*Prompt*: Reproduce the data below in full, substituting "Object" for every occurrence of "Target" and leaving all other text unchanged.

*Input rows*:
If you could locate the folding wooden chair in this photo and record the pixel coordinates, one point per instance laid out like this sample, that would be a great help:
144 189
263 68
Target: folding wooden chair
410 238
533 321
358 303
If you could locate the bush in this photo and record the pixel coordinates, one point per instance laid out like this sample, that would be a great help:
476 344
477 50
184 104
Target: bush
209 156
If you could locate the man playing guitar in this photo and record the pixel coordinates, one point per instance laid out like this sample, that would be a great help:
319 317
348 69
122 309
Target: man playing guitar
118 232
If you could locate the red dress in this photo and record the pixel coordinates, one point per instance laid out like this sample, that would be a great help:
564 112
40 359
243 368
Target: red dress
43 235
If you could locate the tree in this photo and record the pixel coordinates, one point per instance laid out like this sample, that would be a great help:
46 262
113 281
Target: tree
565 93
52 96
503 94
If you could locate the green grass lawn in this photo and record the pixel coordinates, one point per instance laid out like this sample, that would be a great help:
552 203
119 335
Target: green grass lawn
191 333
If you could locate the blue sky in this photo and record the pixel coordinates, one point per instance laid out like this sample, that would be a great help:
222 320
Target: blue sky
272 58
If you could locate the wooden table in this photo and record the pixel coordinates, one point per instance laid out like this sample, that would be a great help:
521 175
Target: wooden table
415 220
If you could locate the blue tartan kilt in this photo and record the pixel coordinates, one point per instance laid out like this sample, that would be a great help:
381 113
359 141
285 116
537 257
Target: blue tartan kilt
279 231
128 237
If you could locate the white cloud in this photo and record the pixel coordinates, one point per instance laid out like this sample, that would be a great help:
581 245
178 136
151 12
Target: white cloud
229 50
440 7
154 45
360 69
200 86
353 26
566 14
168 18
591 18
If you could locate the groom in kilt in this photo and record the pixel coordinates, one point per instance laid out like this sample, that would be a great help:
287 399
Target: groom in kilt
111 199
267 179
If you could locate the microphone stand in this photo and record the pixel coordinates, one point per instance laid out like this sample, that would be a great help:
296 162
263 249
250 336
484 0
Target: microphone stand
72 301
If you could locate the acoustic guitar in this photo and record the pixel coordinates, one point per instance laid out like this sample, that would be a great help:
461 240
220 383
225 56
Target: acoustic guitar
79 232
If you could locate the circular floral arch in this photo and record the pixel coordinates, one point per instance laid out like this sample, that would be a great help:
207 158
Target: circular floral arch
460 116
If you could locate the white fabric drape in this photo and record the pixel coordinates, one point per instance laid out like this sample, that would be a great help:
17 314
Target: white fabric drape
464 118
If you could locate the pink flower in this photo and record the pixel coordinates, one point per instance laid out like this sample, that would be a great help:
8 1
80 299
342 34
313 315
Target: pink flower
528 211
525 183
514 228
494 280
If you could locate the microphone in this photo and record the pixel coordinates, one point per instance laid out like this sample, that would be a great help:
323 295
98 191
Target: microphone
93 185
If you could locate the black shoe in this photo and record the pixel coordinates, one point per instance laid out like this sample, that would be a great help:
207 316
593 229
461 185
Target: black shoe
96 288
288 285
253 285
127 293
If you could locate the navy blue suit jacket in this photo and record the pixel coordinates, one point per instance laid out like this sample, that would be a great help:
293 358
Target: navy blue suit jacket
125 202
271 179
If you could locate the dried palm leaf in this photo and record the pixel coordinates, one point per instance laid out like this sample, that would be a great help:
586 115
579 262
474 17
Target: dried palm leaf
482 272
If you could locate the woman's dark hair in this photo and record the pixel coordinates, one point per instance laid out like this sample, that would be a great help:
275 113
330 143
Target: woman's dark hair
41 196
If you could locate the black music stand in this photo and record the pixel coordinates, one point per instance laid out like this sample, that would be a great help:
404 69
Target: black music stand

*Solved problem*:
If you could locate the folding wooden chair in this photo and record the pixel coordinates, one point per instance laid out like this sample, that would be a great help:
144 189
263 68
Object: folding wooden chair
410 238
533 321
358 303
If you could locate the bush in this photo and record the pixel coordinates, one point per instance laid out like this sample, that would be a great help:
476 344
477 50
184 104
Object: bush
209 156
If you could locate the man playing guitar in this photo and record the pixel coordinates, one point per instance laid out like this sample, that would be a great help:
319 317
348 69
122 309
Object: man playing guitar
118 232
If you could locate the red dress in this photo and record the pixel coordinates, one point per instance laid out like this sample, that would be a great help:
564 112
40 359
243 368
Object: red dress
43 235
If you could locate the tree in this photo and record the pixel coordinates, one point per instance laid out like this sample, that would be a great help:
46 262
113 281
Object: tree
565 93
52 96
503 94
If you could locate the green grass lawn in this photo and record the pixel coordinates, one point per instance laid out like this sample, that would be a great help:
552 203
119 335
Object: green grass lawn
191 333
If you could locate the blue sky in this photo and record the pixel coordinates, one point per instance laid out like this sample, that would be a great help:
222 320
Object: blue sky
272 58
If you could locate the wooden table in this photo and record the pixel coordinates, one point per instance laid out like this sample, that would be a great help:
521 175
Object: wooden table
415 220
If you could locate the blue tartan kilt in this photo and record the pixel coordinates, one point per instance laid out like this sample, that would be a great help:
381 113
359 141
285 116
537 257
Object: blue tartan kilt
279 231
128 237
If you could locate the white cloud in this photo and record the pixel coordinates, one point per instance laid out like this sample, that would be a great help:
581 245
178 136
151 12
Object: white cloud
229 50
440 7
154 45
360 69
200 86
353 26
566 14
168 18
591 18
If you could locate the groom in kilt in this photo and record the pixel coordinates, one point per instance laid out like this sample, that would be a great help:
287 399
Object: groom in kilt
111 199
267 179
If you could locate the microphone stand in this photo and record the pixel coordinates, one point per instance laid out like this sample, that would be a great help:
296 162
263 249
250 336
484 0
Object: microphone stand
72 301
If you could locate the acoustic guitar in this photo and record the pixel coordinates, one point per instance laid out like this sample, that would be a great help:
461 240
220 383
225 56
Object: acoustic guitar
79 232
If you could locate the circular floral arch in this photo and record the pixel coordinates, one point per instance laid out like this sample, that would be a great help:
207 158
Object: circular floral arch
460 116
If you could locate the white fabric drape in this photo and record the pixel coordinates, one point per instance laid out like this sample, that would be a great help:
17 314
Object: white fabric drape
464 118
If you could locate the pink flower in this photo and record the pixel coordinates, one point per instance laid out like this sample, that would be a great help:
8 1
80 299
342 34
313 315
Object: pink flower
528 211
525 183
514 228
494 280
If you could locate the microphone in this photo and record the pixel coordinates, one point per instance laid out like this sample, that would be a great help:
323 295
98 191
Object: microphone
93 185
If you could locate the black shoe in this photo and record the pixel coordinates, one point per instance laid out like this sample, that would be a great help:
207 316
593 229
461 185
Object: black shoe
96 288
288 285
253 285
127 293
If you could locate the navy blue suit jacket in this photo and record the pixel coordinates, one point per instance laid out like this sample, that would be a great help:
293 358
Object: navy blue suit jacket
125 202
271 179
If you could locate the dried palm leaf in this photo and record the pixel coordinates, one point per instance laid out like this sample, that would be a great help:
586 115
579 262
474 17
Object: dried palm leaf
482 272
If you could locate the woman's dark hair in this photo and record the pixel coordinates, one point per instance laid out like this sample, that would be a great help:
275 113
330 143
Object: woman's dark hair
41 196
If you could locate the black music stand in this photo and record the pixel coordinates, one point per instance laid out like this sample, that would be a great help:
404 69
Object: black music stand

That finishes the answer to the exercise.